*DOCUMENT TEXT:*
^^^^^^^^

However, like other similarly intangible attributes such as power or grace, we all immediately recognise luxury when we experience it.
In fact, experience — vague as that may sound — is key to differentiating luxury, more than the tangible product being consumed. It’s not just the person’s own direct sensory experience, but also the prestige and status granted by others around her or him that creates the luxury experience.
Surely, with such intangible notions of experience, power and prestige, luxury brands should be among the most influential in the market. They should be pioneers that set the tone for change in improving retail management practices, upping customer service standards, driving quantum leaps in quality.
But is it so? The response from the rest of the retail sector may not quite be “meh”, but I suspect that it would not be far off.
There are strong reasons why luxury brands would have a lower influence as benchmarks in India and why, in fact, they may draw in more influence from the market themselves.
Market presence and location
As an example, in physical presence, luxury brands seem to demonstrate a delayed response to changes in the market, both in terms of market entry and location selection.
Prior to the entry of global brands, luxury products and services in India were naturally defined by niche, largely owner-managed businesses. Business scale was curtailed by internal limitations, and due to the small size, its market reach was also limited. While there were some designer brands that would occasionally get copied by mid-priced retailers, by and large luxury brands lived in their own separate bubble, with little or no influence on the heaving mass of the market.

^^^^^^^^

*DIRECTIVES:*
[a] In the text on luxury brands, what defined luxury products and services in India before global brands arrived?
[b] Carry on the text about luxury brands in India from the point where it stops.

Annotation records:
^^^^^^^^

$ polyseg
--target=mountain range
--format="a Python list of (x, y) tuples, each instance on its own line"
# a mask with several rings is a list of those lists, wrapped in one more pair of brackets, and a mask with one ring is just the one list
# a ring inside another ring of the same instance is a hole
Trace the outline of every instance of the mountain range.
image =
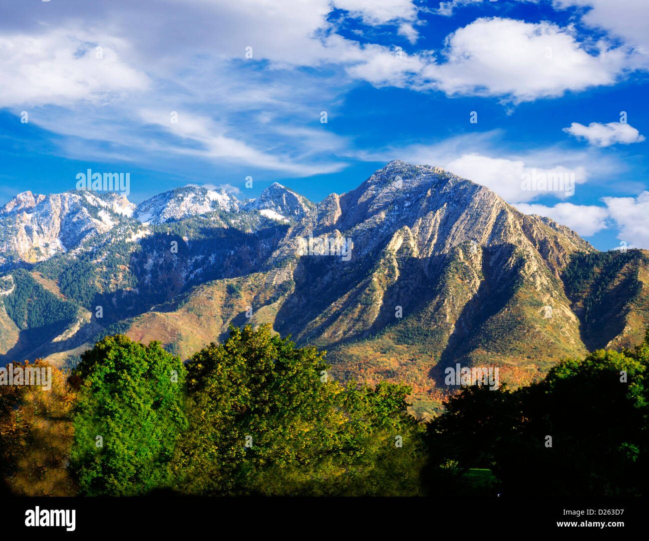
[(25, 192), (0, 210), (0, 360), (71, 365), (103, 336), (186, 359), (230, 323), (327, 351), (334, 377), (413, 386), (439, 411), (444, 369), (510, 386), (563, 357), (631, 346), (649, 325), (649, 252), (601, 252), (439, 167), (396, 160), (319, 203), (186, 186)]

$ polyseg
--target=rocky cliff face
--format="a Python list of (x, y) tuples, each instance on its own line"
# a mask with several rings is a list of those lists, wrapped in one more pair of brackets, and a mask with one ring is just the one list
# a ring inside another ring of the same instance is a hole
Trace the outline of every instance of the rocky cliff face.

^^^^^^^^

*FINAL ANSWERS:*
[a] They were defined by niche, largely owner-managed businesses.

[b]
In contrast, in the Western economies, from where many of today’s luxury brands originate, they are looked up to for inspiration. So, it is natural to expect Western luxury brands to lead the charge into the newly emerging modern retail economy of India. However, according to Third Eyesight’s research of international fashion and accessory brands in India, in the last 25 years it is mid-priced and premium brands that have opened the market. It is only in the last 10 years, well after the economic and retail growth was underway, that luxury brands stepped up their presence.
Sure, during the so-called “retail boom” from 2004, luxury brands went up to one-quarter of all international fashion and accessory brands present in the market. Then, when practically the whole world was in a recessionary mood, and mid-priced and premium brands took a call to defer their India launch plans, luxury brands pushed ahead. In 2009, luxury fashion brand launches accounted for two-third of all foreign fashion brands launched in India. Maybe the brand principals felt that this market could take on the burden of slowing growth elsewhere, or perhaps it was their Indian counterparts who were the source of optimism. Either way, the optimism took a hit in 2010 and 2011 when it was luxury brands that became cautious.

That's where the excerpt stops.